§ Work task
To complete the exercise, repeat every record exactly as it stands.

++++ Provided records ++++

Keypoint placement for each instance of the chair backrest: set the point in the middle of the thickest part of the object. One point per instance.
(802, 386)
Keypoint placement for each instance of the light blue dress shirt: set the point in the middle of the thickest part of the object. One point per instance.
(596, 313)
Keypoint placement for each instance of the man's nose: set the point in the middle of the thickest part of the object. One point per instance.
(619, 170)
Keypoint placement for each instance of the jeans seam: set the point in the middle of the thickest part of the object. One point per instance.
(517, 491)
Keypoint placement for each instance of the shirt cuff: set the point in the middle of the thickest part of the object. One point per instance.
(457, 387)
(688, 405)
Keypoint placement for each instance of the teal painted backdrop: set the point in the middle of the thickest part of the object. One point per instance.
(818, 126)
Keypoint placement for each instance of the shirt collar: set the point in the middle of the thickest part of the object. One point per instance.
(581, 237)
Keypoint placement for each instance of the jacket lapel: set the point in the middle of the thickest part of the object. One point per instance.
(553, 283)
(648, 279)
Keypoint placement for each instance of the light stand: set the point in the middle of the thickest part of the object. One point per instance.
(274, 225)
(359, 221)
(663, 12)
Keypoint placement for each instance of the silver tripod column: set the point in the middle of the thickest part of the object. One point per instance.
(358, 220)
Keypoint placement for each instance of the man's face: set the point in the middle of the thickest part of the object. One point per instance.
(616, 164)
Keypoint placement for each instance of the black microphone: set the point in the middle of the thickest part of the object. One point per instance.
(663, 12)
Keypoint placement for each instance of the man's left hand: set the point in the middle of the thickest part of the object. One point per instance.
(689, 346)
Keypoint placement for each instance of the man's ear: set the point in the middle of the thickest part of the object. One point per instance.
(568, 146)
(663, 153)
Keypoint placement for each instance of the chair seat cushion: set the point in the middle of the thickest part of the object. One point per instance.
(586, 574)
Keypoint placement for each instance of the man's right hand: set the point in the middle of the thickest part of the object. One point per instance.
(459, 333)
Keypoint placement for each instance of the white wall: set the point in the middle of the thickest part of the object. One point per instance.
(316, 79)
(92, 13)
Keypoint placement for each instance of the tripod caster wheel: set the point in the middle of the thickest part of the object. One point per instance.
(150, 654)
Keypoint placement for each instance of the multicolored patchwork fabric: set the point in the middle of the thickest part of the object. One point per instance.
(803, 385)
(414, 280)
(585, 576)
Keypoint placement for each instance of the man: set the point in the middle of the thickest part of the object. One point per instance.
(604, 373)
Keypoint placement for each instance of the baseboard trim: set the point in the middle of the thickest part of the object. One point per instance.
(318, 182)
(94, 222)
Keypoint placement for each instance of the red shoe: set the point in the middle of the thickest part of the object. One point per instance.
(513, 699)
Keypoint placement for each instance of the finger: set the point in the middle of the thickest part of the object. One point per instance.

++++

§ Task output
Keypoint placement for each instance of the chair backrest: set the point in the middle of the thickest part of the object. One point per instance.
(802, 386)
Keypoint placement for each instance of the light blue dress shirt: set the point in the middle of the thickest part of the object. One point per instance.
(596, 313)
Keypoint placement for each instance of the man's nose: set the point in the middle of the thickest part of the object. One point per instance.
(619, 170)
Keypoint placement for each instance of the jeans seam: set the point in the middle of the thickest part of the object. One point per instance.
(517, 491)
Keypoint placement for each instance of the shirt cuff: set the point in the middle of the thickest part of the object. One point per instance.
(457, 387)
(688, 405)
Keypoint placement for each instance of the teal painted backdrop: set the point in the middle of the thickest part of the object. One point per instance.
(818, 126)
Keypoint placement for each instance of the shirt collar: set the point in the middle of the thickest part of the object. One point per instance.
(581, 237)
Keypoint placement for each instance of the jacket lapel: set the point in the middle of the thickest part of the object. One point per instance.
(553, 283)
(648, 279)
Keypoint placement for each instance of the light stand: set the point in the middle of the thickest part of the object. One point per instance.
(274, 225)
(359, 221)
(663, 12)
Keypoint placement for each instance of the silver tripod column: set the point in the middle of the thickest part of the object. One point per instance.
(358, 220)
Keypoint placement for each instance of the man's face: set the point in the middle of the thickest part of the object. One point per instance.
(616, 164)
Keypoint placement for each instance of the black microphone: set the point in the middle of the thickest part of the object. One point per instance.
(663, 12)
Keypoint placement for each instance of the man's left hand: set the point in the middle of the thickest part of the object. One point per instance.
(689, 346)
Keypoint placement for each instance of the man's ear: set the point in the middle of the thickest part of the object. One point per instance.
(568, 146)
(663, 153)
Keypoint placement for each instance of the chair seat cushion: set the point in the middle of the thickest part of the object. One point per instance.
(586, 574)
Keypoint placement for each instance of the man's right hand: set the point in the middle of the thickest part of the object. One point per instance.
(459, 333)
Keypoint placement for each instance of the white wall: set the point in the middle of the thickest part of the object. One point per instance.
(316, 79)
(92, 13)
Keypoint placement for each instance of the tripod caster wheel: set the point in the middle of the thickest part of the object. One point per instance.
(150, 654)
Keypoint placement for each instance of the multicolored patchwork fabric: set the point in the middle of the thickest part of the object. One point per instance.
(803, 385)
(414, 280)
(585, 576)
Keypoint placement for each instance of the man: set the point in the middle of the thickest part of the object. One point per instance.
(604, 373)
Keypoint placement for each instance of the baseboard trim: set the point in the middle of the thickest part of the object. One point per instance.
(318, 182)
(94, 222)
Keypoint placement for each instance of the red shoe: set the point in the middle of the thickest part of the object. One point per instance.
(513, 699)
Keypoint placement for each instance of the finger: set the point in the middle of the thickest part of the object. One point per instance.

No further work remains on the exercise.